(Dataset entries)

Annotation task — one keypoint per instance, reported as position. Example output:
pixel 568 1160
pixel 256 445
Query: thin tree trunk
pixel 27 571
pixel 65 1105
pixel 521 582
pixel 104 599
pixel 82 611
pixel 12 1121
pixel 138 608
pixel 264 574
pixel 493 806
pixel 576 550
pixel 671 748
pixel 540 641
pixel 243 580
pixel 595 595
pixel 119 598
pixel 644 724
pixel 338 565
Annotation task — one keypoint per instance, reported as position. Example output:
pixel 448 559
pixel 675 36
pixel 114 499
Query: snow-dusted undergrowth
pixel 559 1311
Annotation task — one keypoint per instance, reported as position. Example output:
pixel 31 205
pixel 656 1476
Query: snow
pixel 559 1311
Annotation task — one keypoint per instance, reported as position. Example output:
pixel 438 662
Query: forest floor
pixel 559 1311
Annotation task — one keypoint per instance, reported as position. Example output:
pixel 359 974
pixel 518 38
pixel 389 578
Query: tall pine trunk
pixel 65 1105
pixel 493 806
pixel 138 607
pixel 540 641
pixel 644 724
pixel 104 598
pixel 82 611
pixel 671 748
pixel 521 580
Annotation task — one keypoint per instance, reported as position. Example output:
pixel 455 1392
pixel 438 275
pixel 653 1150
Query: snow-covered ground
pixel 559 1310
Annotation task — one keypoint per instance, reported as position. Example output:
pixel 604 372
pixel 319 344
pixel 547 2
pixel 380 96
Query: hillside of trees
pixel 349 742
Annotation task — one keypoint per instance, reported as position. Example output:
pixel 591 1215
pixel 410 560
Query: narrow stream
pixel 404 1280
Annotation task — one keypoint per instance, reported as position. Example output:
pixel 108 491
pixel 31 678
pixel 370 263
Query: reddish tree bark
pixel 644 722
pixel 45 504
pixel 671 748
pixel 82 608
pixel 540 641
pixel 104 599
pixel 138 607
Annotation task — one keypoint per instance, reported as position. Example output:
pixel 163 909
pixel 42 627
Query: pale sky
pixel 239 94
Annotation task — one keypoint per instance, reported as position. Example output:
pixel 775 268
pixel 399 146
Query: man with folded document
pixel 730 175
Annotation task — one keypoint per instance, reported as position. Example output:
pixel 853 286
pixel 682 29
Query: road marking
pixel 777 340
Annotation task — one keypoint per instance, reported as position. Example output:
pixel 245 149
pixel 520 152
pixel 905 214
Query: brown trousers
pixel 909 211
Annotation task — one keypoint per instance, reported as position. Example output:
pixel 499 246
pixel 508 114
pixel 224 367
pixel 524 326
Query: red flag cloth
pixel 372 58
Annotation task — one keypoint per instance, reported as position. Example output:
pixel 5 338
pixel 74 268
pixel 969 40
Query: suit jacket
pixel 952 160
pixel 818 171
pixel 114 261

Directions.
Provide an exact transcript of the lines from the one that holds "pixel 31 678" through the final line of the data above.

Solved problem.
pixel 31 678
pixel 370 263
Query: reddish tree bark
pixel 644 722
pixel 45 504
pixel 671 748
pixel 82 608
pixel 540 641
pixel 104 599
pixel 138 607
Annotation task — one keypoint per instance, reported as position. Example output:
pixel 163 909
pixel 42 627
Query: pale sky
pixel 239 94
Annotation task — one keypoint per instance, reported as position. Example output:
pixel 775 268
pixel 399 146
Query: man with folded document
pixel 730 175
Annotation task — one keypoint per instance, reported as position. Example output:
pixel 853 286
pixel 682 29
Query: road marking
pixel 777 340
Annotation task — one keypoint per instance, reported as position. Example output:
pixel 245 149
pixel 520 152
pixel 905 214
Query: brown trousers
pixel 909 211
Annotation task — one keypoint per instance, reported as position. Example output:
pixel 499 246
pixel 508 114
pixel 224 367
pixel 524 326
Query: red flag cloth
pixel 372 58
Annotation task — one keypoint per instance, reported as position. Example output:
pixel 5 338
pixel 74 268
pixel 969 40
Query: suit jacket
pixel 952 160
pixel 818 171
pixel 114 261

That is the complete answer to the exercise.